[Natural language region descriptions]
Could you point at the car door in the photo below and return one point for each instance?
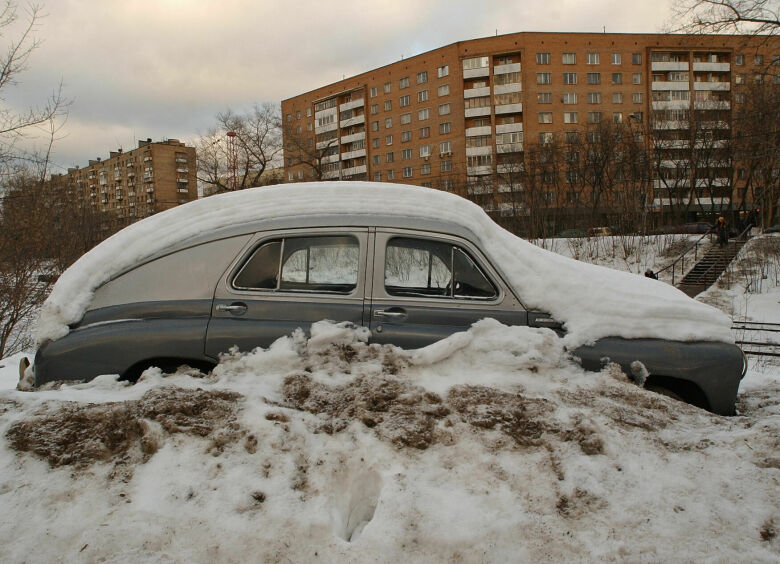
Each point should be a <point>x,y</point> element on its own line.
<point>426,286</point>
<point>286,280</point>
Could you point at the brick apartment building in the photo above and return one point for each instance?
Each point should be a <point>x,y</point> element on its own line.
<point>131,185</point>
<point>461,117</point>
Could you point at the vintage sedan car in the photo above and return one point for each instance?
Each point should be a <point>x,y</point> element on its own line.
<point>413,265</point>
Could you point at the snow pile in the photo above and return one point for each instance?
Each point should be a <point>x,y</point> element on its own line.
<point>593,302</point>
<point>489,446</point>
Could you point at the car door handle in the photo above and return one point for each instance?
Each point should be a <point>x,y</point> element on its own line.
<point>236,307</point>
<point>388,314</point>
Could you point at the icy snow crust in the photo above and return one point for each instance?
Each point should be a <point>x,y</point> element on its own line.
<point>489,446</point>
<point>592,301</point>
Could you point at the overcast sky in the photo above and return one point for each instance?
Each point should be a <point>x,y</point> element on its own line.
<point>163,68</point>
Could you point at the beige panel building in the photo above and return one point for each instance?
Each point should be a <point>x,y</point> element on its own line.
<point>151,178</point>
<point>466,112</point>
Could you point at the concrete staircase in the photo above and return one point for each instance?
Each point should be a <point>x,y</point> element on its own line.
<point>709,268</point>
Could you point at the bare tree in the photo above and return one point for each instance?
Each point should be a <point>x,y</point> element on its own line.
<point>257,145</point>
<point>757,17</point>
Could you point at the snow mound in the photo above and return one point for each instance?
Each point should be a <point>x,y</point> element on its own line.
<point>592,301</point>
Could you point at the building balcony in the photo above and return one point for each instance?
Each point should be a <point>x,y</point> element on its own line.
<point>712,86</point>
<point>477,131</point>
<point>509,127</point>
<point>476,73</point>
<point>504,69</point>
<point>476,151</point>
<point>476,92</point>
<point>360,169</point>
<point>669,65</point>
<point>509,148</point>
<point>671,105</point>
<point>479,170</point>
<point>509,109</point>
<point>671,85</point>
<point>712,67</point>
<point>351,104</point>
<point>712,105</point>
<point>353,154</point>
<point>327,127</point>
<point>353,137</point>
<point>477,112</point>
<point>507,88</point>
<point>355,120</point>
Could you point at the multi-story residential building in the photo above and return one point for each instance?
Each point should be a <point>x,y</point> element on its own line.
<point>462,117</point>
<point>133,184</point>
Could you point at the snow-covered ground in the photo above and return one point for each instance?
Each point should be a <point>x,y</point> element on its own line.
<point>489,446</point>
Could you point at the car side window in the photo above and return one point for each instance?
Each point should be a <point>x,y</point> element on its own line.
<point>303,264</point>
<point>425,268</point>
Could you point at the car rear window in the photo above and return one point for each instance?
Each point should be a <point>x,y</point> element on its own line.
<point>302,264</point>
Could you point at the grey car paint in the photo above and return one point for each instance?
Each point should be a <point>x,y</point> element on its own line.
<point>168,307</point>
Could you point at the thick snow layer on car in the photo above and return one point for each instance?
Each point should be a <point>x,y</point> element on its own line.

- WHAT THIS TASK INVOLVES: Copy whichever lines of the records above contain the word "window".

- EXERCISE RESULT:
Could you point at the car side window in the photo above and return one point for each instance?
Could you point at the car rear window in the photo above and return one point for each instance?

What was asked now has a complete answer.